> [Textauszug]:
__________

1958 beschloss der Rat für Mineralressourcen die Erkundung der mexikanischen Kohlevorkommen. In den späten Sechziger Jahren hatte sich der Rat als dezentralisiertes öffentliches Organ der Bundesregierung zur Verwaltung der Kohlevorkommen gegründet.

All dies geschah ohne Planung, ohne Vorschriften oder Regelungen. Als die allgemeine Umweltstudie vorlag, zeigte sich, dass nicht eine der beeinträchtigten Regionen wiederaufbereitet worden war. „Überall stickige Luft und verseuchter Boden“, erklärt Bortoni.

Heute

„Durch den intensiven und gegenüber der Umwelt rücksichtslosen Kohleabbau über mehr als 100 Jahre, das Fehlen von Richtlinien und die Verletzung bestehender Vorschriften sind wir heute in einer ganz schön ausweglosen Lage“, so Paula Landeros.

So wie die Leute die Luftverschmutzung an den Gebäuden, den Geschäften und an ihren Wohnräumen bemerken, so offensichtlich sind auch die Auswirkungen auf die Atemwege. Bei Kindern treten immer häufiger allergische Hautreaktionen auf, immer mehr leiden unter Husten, der durch die Kohlenstaubpartikelchen hervorgerufen wird.

Die öffentlichen Straßen sind gesäumt von Schuttbergen, um die sich niemand kümmert. Die Kohleunternehmen hätten nämlich das Recht, an jeden beliebigen Ort drauflos zu bohren, ohne auf irgendetwas Rücksicht nehmen zu müssen, so die Anwältin.

__________

Gespeicherte Einträge:

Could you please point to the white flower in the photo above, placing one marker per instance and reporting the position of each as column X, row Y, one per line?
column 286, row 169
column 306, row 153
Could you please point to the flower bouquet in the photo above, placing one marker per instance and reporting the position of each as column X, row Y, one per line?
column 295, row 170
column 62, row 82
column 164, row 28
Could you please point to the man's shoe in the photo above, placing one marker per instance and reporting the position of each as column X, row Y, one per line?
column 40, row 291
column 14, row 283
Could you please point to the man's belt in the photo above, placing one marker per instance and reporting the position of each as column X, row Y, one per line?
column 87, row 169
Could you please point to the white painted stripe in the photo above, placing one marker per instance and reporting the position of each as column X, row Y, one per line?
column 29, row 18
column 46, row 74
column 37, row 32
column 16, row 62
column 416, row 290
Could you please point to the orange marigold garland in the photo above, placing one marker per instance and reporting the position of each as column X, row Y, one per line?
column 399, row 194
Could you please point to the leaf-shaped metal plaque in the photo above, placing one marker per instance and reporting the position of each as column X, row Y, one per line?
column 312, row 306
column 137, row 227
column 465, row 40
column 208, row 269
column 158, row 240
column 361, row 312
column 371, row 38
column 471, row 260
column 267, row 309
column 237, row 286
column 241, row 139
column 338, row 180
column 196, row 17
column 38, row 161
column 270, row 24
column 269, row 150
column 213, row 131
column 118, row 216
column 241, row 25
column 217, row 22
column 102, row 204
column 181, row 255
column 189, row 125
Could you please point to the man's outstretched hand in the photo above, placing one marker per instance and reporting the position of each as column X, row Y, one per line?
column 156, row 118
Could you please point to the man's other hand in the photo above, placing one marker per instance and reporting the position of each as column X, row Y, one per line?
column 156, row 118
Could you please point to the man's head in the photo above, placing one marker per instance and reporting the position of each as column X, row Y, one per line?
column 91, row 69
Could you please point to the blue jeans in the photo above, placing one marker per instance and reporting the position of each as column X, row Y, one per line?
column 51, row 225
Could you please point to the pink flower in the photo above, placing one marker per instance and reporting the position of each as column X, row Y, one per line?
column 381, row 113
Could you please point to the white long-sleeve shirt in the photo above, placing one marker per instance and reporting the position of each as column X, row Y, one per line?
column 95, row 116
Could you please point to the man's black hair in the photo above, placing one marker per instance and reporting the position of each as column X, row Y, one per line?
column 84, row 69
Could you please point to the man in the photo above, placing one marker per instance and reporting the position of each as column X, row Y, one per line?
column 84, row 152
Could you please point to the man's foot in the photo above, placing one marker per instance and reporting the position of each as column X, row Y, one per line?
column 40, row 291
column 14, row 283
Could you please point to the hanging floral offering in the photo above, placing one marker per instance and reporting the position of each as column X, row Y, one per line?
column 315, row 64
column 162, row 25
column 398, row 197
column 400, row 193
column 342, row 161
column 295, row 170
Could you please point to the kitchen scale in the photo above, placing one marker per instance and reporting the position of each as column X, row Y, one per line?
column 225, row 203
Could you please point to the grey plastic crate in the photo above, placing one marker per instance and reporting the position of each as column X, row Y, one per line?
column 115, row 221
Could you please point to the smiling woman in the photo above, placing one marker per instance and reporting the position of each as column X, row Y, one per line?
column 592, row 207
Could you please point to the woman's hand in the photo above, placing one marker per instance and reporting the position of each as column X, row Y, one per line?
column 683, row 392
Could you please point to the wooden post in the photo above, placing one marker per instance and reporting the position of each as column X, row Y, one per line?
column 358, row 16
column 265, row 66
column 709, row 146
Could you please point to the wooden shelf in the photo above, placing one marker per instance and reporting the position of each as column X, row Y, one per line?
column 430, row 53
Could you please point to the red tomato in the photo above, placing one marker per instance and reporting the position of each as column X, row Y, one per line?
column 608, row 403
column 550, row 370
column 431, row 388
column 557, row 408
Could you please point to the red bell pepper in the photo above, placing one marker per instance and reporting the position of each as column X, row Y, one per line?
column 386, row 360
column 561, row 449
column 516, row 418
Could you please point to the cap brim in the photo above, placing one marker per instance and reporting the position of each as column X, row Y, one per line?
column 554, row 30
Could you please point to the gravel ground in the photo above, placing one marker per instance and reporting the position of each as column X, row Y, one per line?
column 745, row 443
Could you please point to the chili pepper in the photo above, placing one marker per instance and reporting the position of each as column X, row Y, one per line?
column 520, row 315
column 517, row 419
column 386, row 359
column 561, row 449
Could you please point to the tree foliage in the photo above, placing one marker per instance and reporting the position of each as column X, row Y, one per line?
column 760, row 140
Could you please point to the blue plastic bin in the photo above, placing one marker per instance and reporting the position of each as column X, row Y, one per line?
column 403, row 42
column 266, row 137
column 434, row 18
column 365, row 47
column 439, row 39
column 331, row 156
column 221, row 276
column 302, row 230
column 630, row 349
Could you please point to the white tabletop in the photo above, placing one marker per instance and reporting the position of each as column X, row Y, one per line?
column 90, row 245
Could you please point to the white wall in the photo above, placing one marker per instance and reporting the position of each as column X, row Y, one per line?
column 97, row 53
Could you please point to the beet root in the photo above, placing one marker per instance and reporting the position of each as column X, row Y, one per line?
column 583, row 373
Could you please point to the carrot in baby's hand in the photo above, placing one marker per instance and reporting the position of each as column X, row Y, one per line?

__________

> [Aufgabenübersicht]:
A – Prüfen Sie, ob die folgenden Aussagen mit dem Auszug über den Kohleabbau in Mexiko übereinstimmen, und belegen Sie jedes Ja oder Nein mit den entscheidenden Worten des Auszugs als wörtlichem Zitat. (i) Der Rat für Mineralressourcen beschloss 1958, die mexikanischen Kohlevorkommen zu erkunden. (ii) Die allgemeine Umweltstudie ergab, dass einige der beeinträchtigten Regionen wiederaufbereitet worden waren. (iii) Bei Kindern kommen allergische Hautreaktionen immer häufiger vor.
B – Führen Sie den Auszug über den Kohleabbau in Mexiko im selben sachlichen Ton weiter und schließen Sie an seinen letzten Satz an.

> [Lösungen]:
A –
(i) Ja: „1958 beschloss der Rat für Mineralressourcen die Erkundung der mexikanischen Kohlevorkommen.“
(ii) Nein: „dass nicht eine der beeinträchtigten Regionen wiederaufbereitet worden war“
(iii) Ja: „Bei Kindern treten immer häufiger allergische Hautreaktionen auf“

B –
Diese Genehmigungen seien einfach nur bedrucktes Papier. Angeblich seien die Unternehmen darin verpflichtet, Straßen und Gebiete wieder herzustellen. Den Gemeindemitgliedern habe man zugesagt, dass nach Beendigung des Bergbaubetriebs in einer Zone die Bodenoberfläche wieder begradigt, mit fruchtbarer und gedüngter Erde bestückt und bewässert werde. Nichts von alledem sei jedoch geschehen.

In La Purísima beeinträchtigt die Öffnung neuer Tagebauminen die gesamte Gemeinde. Die Häuser bekommen Risse, die Wohnungen brechen auseinander, und viele Menschen haben aus Angst ihren Wohnort bereits aufgegeben.

Als Landeros im Jahr 2005 eine Klage anstrengte, hatte die Regierung soeben die inzwischen abgeschlossene Studie bewilligt, die das gesamte Ausmaß der Umweltschädigungen dokumentiert. Seit 2005 wurde von den Behörden nicht das Geringste unternommen, versichern Landeros und die Ingenieurin Bortoni, die damals Leiterin des bei der Studie federführenden Instituto Tecnológico gewesen war.

Mittlerweile werden wieder neue Gerätschaften aufgebaut, diesmal zur Erforschung der Erdgasvorräte, die sich in den Kohleminen befinden und in näherer Zukunft abgebaut werden sollen. Doch wenn es um den Umweltschutz geht, ist wie immer kein Geld da.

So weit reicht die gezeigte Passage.